Roger Duane Mason, 60, has been sentenced to 37 months in federal prison after pleading guilty to commit bank fraud. Mason, the former president and CEO of the defunct American Bantrust Mortgage Services Corp. in Phoenix was also ordered to pay $3.4 million in restitution for his role in what federal prosecutors described as a massive check-kiting scheme.

Mason, who lives in Iowa, was sentenced in a federal court in Phoenix. In addition to a prison term, he will also be required to serve three years on supervised probation after being released.

Also charged in the scheme was Sheila Johnson, 50, the former treasurer of American Bantrust Mortgage. She has pleaded guilty but has not been sentenced.

In a statement the U.S. Attorney’s office in Arizona said the charges against Mason and Johnson “were a result of an investigation following the collapse of American Bantrust … a mortgage processing and servicing company.”

The company went into receivership and was eventually taken over by Arizona state regulators.

“The collapse occurred when two financial institutions discovered a negative balance of $3,439,409.63 in the accounts of American Bantrust Mortgage … as a result of the check-kiting scheme,” prosecutors said.

The loss cost First National Bank of Arizona, which held the balances, more than $3.4 million.

Prosecutors said that Mason and Johnson worked in tandem to inflate the balances in 11 of the company’s bank accounts. With Mason’s knowledge Johnson wrote checks on accounts with insufficient funds; some of the checks were to cover earlier overdrafts.

That was done “in such a manner to conceal the fact the company had a negative balance,” prosecutors said.

During the same time Mason helped himself to $1.3 million in salary advances even though his company had negative bank balances as high as $1.7 million.

* **PROMPT**:
Using the article on the American Bantrust check-kiting case, answer the following:
(a) How many months of federal prison did Mason receive?
(b) What position did Sheila Johnson hold at American Bantrust Mortgage?
(c) In how many of the company's bank accounts did Mason and Johnson inflate the balances?

* **EXCERPTED DATA**:
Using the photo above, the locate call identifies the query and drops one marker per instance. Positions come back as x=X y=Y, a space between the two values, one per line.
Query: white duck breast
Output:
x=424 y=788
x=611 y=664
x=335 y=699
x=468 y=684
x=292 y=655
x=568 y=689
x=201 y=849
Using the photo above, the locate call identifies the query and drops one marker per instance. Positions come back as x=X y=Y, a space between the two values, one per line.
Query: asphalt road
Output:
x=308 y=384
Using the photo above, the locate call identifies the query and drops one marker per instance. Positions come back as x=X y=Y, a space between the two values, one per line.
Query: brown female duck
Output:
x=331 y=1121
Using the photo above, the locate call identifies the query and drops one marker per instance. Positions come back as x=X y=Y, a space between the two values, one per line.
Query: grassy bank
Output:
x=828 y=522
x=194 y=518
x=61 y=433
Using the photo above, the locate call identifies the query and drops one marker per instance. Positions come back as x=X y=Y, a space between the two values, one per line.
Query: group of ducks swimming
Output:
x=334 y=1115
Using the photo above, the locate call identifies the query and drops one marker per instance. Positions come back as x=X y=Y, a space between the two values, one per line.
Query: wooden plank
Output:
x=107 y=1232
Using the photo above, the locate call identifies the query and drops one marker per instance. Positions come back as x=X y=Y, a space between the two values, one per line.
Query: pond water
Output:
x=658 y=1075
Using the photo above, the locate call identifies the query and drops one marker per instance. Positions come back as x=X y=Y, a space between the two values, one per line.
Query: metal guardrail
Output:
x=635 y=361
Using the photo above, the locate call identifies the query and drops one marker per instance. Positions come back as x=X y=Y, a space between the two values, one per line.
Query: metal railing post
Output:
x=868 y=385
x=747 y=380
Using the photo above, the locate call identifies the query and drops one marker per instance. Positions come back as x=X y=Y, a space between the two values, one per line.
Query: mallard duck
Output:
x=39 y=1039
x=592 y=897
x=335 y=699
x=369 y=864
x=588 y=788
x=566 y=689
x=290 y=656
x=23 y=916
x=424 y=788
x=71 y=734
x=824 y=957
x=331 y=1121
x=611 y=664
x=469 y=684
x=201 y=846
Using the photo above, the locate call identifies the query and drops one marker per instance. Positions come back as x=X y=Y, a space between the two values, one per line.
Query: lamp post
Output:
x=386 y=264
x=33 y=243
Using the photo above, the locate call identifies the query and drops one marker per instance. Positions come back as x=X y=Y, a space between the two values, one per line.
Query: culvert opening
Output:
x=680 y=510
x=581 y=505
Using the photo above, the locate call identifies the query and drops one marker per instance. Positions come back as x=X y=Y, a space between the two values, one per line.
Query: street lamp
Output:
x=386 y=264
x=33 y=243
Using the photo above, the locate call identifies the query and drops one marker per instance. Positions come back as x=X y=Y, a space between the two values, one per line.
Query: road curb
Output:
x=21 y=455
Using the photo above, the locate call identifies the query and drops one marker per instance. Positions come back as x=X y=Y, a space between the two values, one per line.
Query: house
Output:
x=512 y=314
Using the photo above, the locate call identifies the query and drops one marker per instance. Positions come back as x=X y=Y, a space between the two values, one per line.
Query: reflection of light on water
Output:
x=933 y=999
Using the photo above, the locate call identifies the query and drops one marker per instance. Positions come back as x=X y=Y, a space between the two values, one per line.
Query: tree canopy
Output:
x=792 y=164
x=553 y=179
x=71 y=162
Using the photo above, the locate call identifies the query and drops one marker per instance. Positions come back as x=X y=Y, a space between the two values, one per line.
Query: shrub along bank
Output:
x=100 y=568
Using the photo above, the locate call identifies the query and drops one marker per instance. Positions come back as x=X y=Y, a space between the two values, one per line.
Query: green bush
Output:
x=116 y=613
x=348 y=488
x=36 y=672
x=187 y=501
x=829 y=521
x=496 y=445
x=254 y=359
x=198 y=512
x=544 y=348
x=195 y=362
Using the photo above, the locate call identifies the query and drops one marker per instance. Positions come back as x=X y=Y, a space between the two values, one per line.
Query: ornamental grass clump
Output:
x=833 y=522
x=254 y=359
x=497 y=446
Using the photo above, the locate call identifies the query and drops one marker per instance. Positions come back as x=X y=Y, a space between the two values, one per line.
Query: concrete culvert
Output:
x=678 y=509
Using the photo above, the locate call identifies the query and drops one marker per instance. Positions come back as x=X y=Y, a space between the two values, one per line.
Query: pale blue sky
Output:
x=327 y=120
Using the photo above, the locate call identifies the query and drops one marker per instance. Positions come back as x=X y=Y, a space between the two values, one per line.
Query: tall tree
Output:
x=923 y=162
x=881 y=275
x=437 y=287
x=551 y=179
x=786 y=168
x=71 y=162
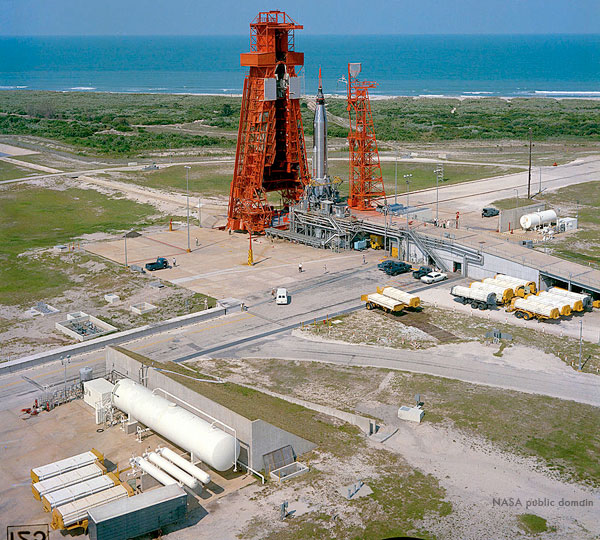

* **TASK ANSWER**:
(a) 37 months
(b) Former treasurer
(c) 11